■ Description of the task ■
Collect each line of the entries that holds the string "head".

■ Data under study ■
☆ ☆ ☆ ☆ ☆

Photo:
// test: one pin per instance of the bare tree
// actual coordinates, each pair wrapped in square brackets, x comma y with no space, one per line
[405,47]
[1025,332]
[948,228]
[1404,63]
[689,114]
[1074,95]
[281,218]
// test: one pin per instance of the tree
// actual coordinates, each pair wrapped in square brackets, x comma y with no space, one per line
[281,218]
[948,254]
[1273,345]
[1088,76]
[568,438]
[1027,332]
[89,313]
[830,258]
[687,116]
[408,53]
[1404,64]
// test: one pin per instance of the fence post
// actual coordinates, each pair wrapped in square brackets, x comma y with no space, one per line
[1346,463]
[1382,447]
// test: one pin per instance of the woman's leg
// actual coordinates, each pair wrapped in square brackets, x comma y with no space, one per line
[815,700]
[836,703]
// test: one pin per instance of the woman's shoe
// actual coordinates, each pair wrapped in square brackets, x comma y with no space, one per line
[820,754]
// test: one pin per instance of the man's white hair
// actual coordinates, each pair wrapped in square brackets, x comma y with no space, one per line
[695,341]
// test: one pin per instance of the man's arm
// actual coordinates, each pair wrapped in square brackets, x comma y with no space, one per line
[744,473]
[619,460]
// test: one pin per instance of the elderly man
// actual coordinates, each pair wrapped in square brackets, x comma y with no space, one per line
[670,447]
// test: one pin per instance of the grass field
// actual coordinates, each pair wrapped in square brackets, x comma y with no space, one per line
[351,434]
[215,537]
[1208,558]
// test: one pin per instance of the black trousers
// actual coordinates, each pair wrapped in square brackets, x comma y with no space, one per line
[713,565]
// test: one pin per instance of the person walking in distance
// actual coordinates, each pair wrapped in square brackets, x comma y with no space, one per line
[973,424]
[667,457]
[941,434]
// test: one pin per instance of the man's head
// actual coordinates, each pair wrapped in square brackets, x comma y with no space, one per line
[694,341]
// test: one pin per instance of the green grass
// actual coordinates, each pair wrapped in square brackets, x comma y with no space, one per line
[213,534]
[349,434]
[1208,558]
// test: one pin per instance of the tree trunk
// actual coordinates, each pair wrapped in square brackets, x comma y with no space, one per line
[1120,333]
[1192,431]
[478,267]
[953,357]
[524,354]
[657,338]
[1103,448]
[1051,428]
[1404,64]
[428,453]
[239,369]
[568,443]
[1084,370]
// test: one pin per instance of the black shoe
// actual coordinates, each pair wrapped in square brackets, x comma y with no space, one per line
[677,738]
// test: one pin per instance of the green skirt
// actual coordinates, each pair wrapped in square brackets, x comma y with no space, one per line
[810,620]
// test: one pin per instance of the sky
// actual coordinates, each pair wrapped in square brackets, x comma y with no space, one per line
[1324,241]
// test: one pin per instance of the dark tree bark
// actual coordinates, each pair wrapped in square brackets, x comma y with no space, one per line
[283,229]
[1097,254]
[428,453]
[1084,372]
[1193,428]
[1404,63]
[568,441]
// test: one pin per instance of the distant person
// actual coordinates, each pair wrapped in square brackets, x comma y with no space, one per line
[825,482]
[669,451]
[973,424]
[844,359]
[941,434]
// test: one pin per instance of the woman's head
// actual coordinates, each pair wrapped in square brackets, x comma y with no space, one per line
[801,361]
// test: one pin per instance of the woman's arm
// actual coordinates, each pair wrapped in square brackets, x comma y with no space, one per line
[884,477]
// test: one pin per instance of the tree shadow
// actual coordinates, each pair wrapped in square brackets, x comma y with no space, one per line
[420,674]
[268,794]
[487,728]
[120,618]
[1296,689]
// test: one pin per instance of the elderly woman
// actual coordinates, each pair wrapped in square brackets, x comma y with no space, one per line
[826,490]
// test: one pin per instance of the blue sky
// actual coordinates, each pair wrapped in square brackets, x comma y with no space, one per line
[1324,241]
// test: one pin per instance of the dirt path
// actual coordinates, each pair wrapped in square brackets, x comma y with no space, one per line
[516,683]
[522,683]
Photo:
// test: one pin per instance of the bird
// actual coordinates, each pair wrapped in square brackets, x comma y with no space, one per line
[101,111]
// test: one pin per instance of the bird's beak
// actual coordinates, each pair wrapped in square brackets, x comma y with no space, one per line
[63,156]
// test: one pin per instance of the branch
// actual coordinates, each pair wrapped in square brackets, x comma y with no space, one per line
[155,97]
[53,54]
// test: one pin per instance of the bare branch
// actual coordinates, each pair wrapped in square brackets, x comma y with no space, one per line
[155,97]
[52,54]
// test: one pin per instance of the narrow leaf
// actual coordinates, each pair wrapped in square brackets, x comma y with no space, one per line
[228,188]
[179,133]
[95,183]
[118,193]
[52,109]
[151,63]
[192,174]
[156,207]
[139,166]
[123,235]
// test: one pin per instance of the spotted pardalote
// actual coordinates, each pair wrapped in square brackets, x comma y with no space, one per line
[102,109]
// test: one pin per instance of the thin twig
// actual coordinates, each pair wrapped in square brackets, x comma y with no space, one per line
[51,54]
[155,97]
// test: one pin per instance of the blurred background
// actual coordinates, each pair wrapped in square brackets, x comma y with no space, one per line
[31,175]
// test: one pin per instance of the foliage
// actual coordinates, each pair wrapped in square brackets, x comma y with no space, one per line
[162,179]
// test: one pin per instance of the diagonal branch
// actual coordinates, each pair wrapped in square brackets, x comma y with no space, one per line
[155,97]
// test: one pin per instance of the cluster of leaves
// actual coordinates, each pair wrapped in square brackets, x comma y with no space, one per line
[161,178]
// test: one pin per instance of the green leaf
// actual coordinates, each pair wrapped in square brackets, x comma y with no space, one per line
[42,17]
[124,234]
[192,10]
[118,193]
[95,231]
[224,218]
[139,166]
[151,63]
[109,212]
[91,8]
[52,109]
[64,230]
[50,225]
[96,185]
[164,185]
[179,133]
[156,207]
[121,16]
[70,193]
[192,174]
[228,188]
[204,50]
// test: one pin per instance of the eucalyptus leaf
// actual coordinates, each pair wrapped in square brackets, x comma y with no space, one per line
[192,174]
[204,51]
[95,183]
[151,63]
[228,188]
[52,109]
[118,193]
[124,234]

☆ ☆ ☆ ☆ ☆

■ Answer to the problem ■
// test: one pin per instance of the man's head
// test: one pin per instance of the woman's head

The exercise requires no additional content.